== REQUIREMENT ==
Would it be possible to output exactly, and only, the lines below from the one holding "Concept: trouser leg" to the last line, both included, with every picture left out?
Top of DATA EXCERPTS
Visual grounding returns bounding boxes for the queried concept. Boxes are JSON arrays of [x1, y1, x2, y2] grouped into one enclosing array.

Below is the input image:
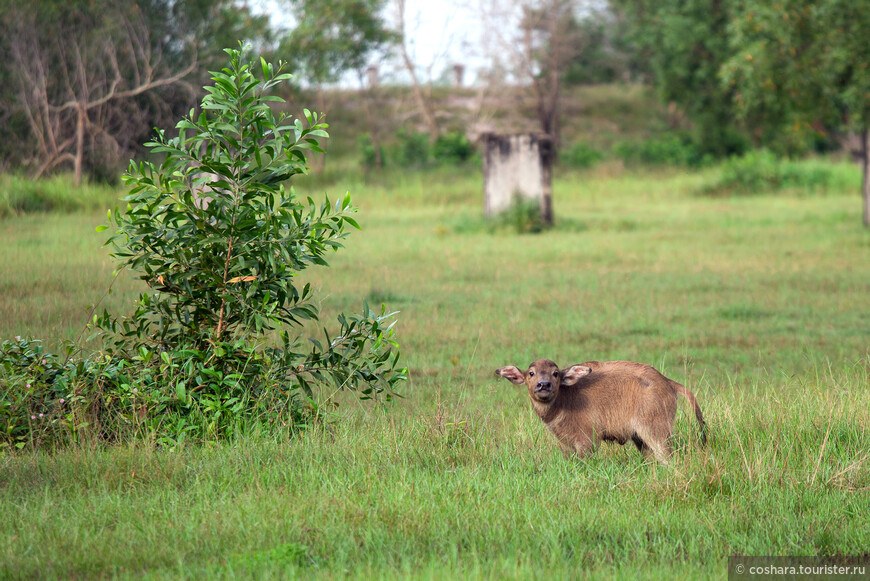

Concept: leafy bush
[[0, 336, 198, 449], [358, 133, 385, 167], [614, 134, 707, 167], [0, 338, 71, 449], [432, 131, 475, 164], [701, 150, 846, 196], [1, 45, 406, 450], [372, 130, 474, 170], [561, 142, 604, 169], [394, 129, 431, 167]]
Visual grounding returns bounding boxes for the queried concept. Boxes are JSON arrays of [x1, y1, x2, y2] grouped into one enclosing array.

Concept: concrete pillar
[[482, 133, 553, 223], [452, 64, 465, 87], [366, 65, 379, 88]]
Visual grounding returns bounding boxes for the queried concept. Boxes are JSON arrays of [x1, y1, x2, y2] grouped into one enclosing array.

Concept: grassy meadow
[[1, 161, 869, 579]]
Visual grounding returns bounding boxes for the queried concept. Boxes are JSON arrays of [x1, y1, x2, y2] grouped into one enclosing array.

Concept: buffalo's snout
[[535, 380, 552, 392]]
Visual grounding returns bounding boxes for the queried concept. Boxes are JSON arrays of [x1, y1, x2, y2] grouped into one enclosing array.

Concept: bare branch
[[396, 0, 440, 139], [6, 3, 197, 183], [33, 153, 77, 180], [480, 0, 587, 142]]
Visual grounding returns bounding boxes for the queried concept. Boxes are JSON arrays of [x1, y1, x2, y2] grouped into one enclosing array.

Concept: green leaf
[[176, 381, 187, 403]]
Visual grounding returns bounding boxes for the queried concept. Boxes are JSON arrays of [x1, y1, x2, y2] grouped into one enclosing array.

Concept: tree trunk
[[863, 128, 869, 228], [396, 0, 439, 141], [74, 104, 85, 186], [540, 135, 554, 226], [403, 57, 439, 140]]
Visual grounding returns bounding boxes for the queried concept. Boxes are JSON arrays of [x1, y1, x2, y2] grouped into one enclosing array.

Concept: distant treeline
[[0, 0, 867, 185]]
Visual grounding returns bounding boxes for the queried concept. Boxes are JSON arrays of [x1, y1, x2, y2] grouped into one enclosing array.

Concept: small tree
[[88, 45, 405, 439]]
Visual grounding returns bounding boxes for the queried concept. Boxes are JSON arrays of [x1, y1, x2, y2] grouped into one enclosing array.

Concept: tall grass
[[1, 163, 869, 578], [0, 173, 121, 218], [700, 151, 861, 196]]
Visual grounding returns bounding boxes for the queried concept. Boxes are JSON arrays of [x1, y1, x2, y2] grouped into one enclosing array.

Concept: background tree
[[721, 0, 870, 225], [278, 0, 395, 88], [614, 0, 749, 156], [521, 0, 587, 146], [482, 0, 589, 146], [0, 0, 271, 182], [276, 0, 396, 167], [155, 0, 273, 69], [3, 2, 196, 185], [560, 10, 637, 86], [480, 0, 592, 226], [395, 0, 441, 141]]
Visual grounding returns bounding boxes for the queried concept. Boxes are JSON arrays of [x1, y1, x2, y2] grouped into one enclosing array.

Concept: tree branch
[[396, 0, 440, 140]]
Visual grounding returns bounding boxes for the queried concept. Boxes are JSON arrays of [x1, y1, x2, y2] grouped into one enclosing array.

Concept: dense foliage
[[277, 0, 396, 86], [722, 0, 870, 142], [613, 0, 749, 157]]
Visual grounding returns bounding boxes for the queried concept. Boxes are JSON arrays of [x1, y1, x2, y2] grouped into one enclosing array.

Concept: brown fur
[[495, 359, 707, 464]]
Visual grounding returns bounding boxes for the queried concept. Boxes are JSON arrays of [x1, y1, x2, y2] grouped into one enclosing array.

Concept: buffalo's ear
[[495, 366, 526, 385], [560, 365, 591, 386]]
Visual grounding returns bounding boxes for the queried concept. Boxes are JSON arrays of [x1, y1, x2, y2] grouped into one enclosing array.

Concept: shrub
[[394, 129, 431, 167], [433, 131, 475, 164], [614, 134, 706, 167], [0, 338, 71, 449], [358, 133, 385, 168], [377, 130, 475, 169], [701, 149, 845, 196], [1, 45, 406, 450], [561, 142, 604, 169]]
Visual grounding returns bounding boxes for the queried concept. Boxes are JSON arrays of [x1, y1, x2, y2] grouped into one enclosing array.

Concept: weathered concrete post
[[366, 65, 379, 88], [452, 64, 465, 87], [482, 133, 553, 225]]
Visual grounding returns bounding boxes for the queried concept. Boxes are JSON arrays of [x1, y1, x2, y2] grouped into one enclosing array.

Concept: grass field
[[1, 162, 869, 579]]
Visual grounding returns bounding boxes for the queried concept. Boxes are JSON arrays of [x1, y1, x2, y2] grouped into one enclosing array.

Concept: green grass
[[1, 163, 870, 579], [0, 212, 141, 347], [0, 173, 121, 218]]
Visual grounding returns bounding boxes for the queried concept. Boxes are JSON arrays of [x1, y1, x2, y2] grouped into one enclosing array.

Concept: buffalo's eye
[[553, 371, 559, 377], [529, 370, 535, 377]]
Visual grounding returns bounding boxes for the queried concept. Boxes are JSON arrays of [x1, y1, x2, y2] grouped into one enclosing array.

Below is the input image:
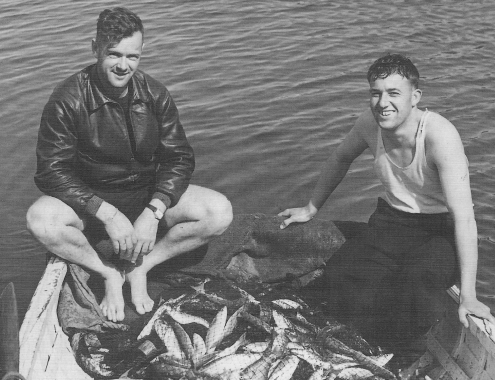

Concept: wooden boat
[[18, 256, 495, 380], [19, 257, 91, 380]]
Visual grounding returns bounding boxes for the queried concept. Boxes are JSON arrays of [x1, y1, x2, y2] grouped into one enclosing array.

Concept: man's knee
[[26, 196, 81, 244], [203, 192, 233, 237]]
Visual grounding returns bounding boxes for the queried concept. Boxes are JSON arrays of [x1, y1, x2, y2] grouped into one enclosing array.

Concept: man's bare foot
[[99, 268, 126, 322], [126, 266, 154, 315]]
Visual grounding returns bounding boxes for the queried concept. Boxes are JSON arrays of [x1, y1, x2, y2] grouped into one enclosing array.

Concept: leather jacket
[[35, 64, 195, 215]]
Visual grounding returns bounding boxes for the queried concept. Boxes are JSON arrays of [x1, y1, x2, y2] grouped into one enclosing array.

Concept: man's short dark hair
[[96, 7, 144, 47], [367, 53, 420, 89]]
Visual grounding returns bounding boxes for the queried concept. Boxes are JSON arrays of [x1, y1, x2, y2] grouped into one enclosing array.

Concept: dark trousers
[[84, 187, 166, 260], [324, 198, 458, 345]]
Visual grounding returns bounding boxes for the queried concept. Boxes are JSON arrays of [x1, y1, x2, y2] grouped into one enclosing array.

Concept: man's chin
[[110, 80, 129, 88]]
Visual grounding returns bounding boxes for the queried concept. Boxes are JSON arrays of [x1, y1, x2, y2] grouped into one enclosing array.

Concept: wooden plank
[[427, 331, 470, 380], [0, 283, 19, 375], [447, 286, 495, 358], [484, 353, 495, 380], [18, 257, 92, 380]]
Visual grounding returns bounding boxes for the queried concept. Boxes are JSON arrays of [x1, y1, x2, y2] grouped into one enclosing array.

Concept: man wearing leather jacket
[[26, 7, 233, 322]]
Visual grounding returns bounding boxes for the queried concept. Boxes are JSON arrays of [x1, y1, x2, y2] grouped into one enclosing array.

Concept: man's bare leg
[[26, 195, 126, 322], [126, 185, 233, 314]]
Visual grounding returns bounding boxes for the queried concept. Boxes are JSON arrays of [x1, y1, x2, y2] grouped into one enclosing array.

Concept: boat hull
[[19, 257, 91, 380], [18, 256, 495, 380]]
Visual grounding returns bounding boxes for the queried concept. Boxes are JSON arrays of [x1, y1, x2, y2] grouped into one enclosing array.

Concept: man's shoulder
[[424, 110, 465, 163], [425, 111, 459, 141], [133, 70, 169, 95], [49, 65, 92, 102]]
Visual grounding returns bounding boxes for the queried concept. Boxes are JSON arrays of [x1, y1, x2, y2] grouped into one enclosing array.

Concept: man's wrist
[[146, 203, 164, 220], [95, 202, 119, 224]]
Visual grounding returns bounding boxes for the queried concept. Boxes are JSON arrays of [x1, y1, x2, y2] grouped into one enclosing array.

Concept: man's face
[[369, 74, 421, 131], [93, 31, 143, 92]]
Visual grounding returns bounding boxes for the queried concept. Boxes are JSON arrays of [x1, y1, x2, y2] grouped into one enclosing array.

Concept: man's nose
[[116, 57, 128, 71], [378, 94, 389, 108]]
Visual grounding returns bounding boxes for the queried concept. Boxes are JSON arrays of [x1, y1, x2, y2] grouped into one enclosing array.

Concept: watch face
[[155, 209, 164, 220]]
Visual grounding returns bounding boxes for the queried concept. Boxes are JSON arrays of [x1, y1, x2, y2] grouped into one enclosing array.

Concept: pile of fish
[[74, 278, 397, 379]]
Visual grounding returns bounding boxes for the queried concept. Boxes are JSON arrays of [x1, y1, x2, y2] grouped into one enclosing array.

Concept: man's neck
[[105, 85, 128, 100], [382, 108, 422, 148]]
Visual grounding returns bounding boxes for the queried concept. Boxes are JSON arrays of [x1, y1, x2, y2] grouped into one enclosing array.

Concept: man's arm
[[35, 90, 135, 258], [279, 113, 369, 228], [35, 93, 100, 215], [130, 84, 195, 259], [153, 87, 195, 209], [428, 113, 495, 326]]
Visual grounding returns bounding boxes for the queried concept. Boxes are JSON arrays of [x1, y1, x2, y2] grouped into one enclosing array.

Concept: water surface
[[1, 0, 495, 317]]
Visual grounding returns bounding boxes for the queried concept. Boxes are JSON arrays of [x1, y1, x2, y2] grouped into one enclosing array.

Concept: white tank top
[[373, 110, 449, 214]]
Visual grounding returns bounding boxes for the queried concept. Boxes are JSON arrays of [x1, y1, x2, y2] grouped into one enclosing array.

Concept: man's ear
[[91, 39, 98, 57], [412, 88, 422, 107]]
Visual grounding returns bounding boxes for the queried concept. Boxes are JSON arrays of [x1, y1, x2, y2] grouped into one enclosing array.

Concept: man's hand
[[458, 296, 495, 328], [278, 202, 318, 229], [132, 208, 160, 263], [103, 209, 136, 259]]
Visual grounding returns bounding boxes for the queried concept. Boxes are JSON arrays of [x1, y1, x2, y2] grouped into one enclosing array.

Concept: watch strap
[[146, 204, 164, 220]]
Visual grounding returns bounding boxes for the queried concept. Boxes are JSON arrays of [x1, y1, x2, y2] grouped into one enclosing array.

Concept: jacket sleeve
[[153, 89, 195, 208], [34, 91, 101, 215]]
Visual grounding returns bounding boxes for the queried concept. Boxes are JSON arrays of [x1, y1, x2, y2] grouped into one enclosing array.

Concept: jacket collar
[[86, 64, 151, 112]]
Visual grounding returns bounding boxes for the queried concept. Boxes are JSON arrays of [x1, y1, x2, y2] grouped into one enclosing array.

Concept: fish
[[321, 335, 396, 380], [268, 354, 300, 380], [166, 305, 210, 328], [151, 361, 195, 379], [272, 299, 304, 310], [223, 304, 247, 338], [240, 353, 279, 380], [272, 309, 313, 339], [229, 283, 260, 304], [269, 327, 289, 357], [243, 341, 270, 353], [369, 353, 394, 367], [152, 353, 190, 368], [217, 370, 242, 380], [272, 309, 291, 330], [79, 353, 114, 377], [171, 321, 195, 363], [240, 310, 272, 333], [206, 332, 248, 363], [200, 353, 263, 377], [192, 333, 207, 368], [153, 318, 187, 362], [191, 280, 241, 307], [259, 303, 273, 323], [137, 293, 187, 339], [206, 305, 228, 353], [307, 366, 328, 380], [337, 367, 374, 380], [289, 347, 332, 371]]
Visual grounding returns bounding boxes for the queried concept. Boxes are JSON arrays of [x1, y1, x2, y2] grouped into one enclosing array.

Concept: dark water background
[[1, 0, 495, 319]]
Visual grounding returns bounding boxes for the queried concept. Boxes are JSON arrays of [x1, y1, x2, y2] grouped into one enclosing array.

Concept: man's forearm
[[455, 217, 479, 300], [310, 153, 352, 211]]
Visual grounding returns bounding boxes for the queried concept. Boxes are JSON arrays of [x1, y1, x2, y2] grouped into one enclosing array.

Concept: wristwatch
[[146, 204, 164, 220]]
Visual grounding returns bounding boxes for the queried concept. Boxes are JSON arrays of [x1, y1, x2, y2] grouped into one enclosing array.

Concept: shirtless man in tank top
[[279, 53, 495, 350]]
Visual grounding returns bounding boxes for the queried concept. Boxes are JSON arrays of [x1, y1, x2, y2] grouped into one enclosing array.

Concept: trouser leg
[[395, 236, 458, 342], [323, 235, 398, 342]]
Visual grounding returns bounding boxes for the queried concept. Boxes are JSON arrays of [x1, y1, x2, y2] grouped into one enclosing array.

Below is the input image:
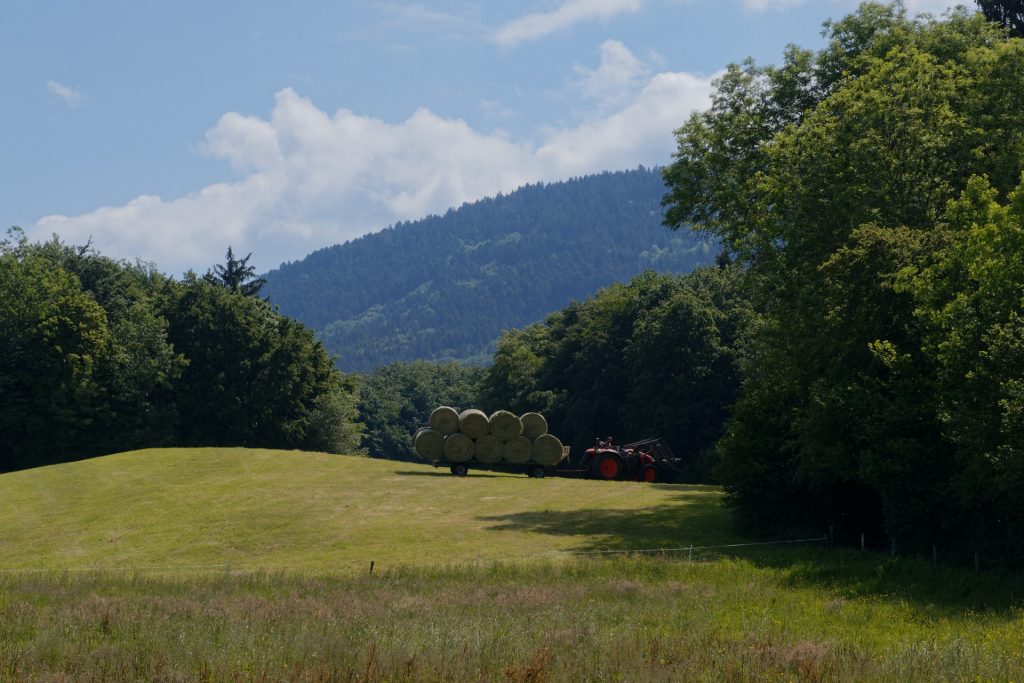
Bottom of DATA EXCERPTS
== SOLUTION TO THIS PROBLEM ==
Concept: trouser leg
[[395, 236, 458, 342], [323, 235, 398, 342]]
Visual grounding returns bounding boxes for the queried concept. Boxes are JSON arrays of [x1, y1, x2, y2] grouped into one enclosing array.

Below is the input image:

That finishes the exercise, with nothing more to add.